> [TEXT EXCERPT]
#####
Programming in Lua | ||
Part III. The Standard Libraries Chapter 20. The String Library |
20.2 - Patterns
You can make patterns more useful with character classes. A character class is an item in a pattern that can match any character in a specific set. For instance, the class %d
matches any digit. Therefore, you can search for a date in the format dd/mm/yyyy
with the pattern '%d%d/%d%d/%d%d%d%d
':
s = "Deadline is 30/05/1999, firm" date = "%d%d/%d%d/%d%d%d%d" print(string.sub(s, string.find(s, date))) --> 30/05/1999
The following table lists all character classes:
. | all characters |
%a | letters |
%c | control characters |
%d | digits |
%l | lower case letters |
%p | punctuation characters |
%s | space characters |
%u | upper case letters |
%w | alphanumeric characters |
%x | hexadecimal digits |
%z | the character with representation 0 |
An upper case version of any of those classes represents the complement of the class. For instance, '%A
' represents all non-letter characters:
print(string.gsub("hello, up-down!", "%A", ".")) --> hello..up.down. 4
(The 4
is not part of the result string. It is the second result of gsub
, the total number of substitutions. Other examples that print the result of gsub
will omit this count.)
Some characters, called magic characters, have special meanings when used in a pattern. The magic characters are
( ) . % + - * ? [ ^ $
The character `%
´ works as an escape for those magic characters. So, '%.
' matches a dot; '%%
' matches the character `%
´ itself. You can use the escape `%
´ not only for the magic characters, but also for all other non-alphanumeric characters. When in doubt, play safe and put an escape.
#####
> [GIVEN INFORMATION]
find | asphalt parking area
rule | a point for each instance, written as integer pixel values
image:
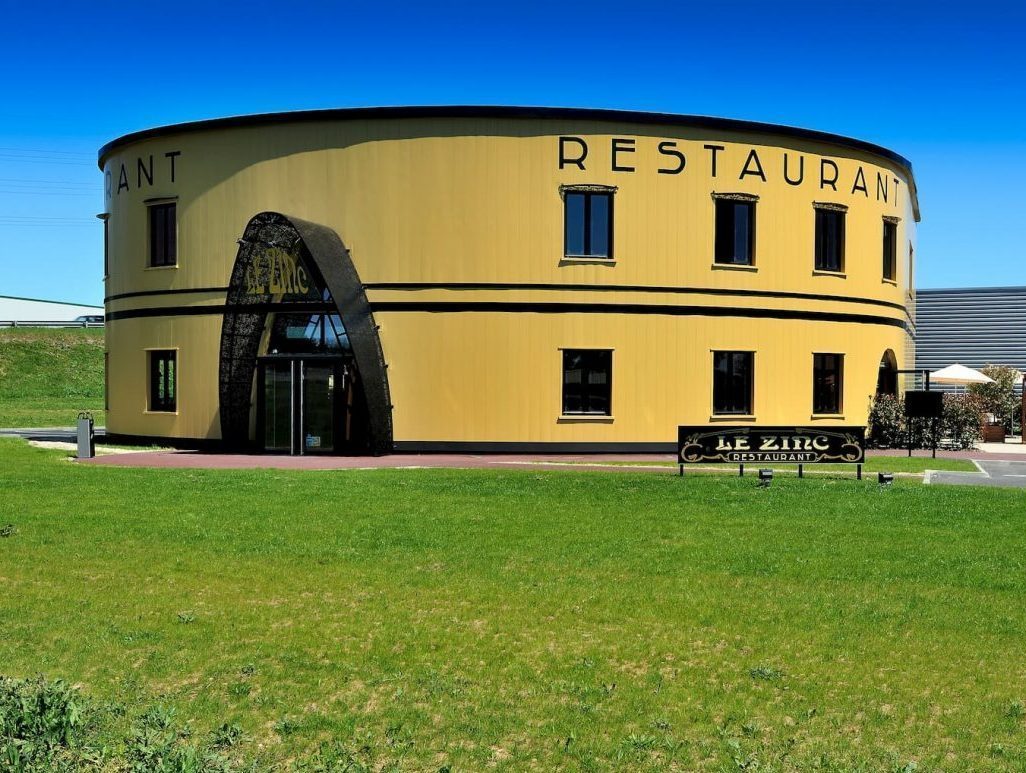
#####
> [WHAT YOU WILL DO] Reproduce the passage of the Lua patterns text that begins at the words "Some characters, called" and ends after "put an escape.".

> [EXPECTED ANSWER]
Some characters, called magic characters, have special meanings when used in a pattern. The magic characters are
( ) . % + - * ? [ ^ $
The character `%
´ works as an escape for those magic characters. So, '%.
' matches a dot; '%%
' matches the character `%
´ itself. You can use the escape `%
´ not only for the magic characters, but also for all other non-alphanumeric characters. When in doubt, play safe and put an escape.